• Aim of the exercise
State how many lines of the entries hold the string "spot", and output nothing but that count.

• Source material

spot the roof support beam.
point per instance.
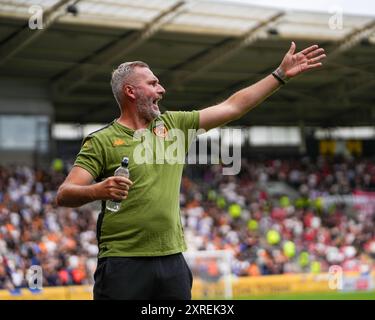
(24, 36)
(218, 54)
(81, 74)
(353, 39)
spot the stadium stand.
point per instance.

• Result of this task
2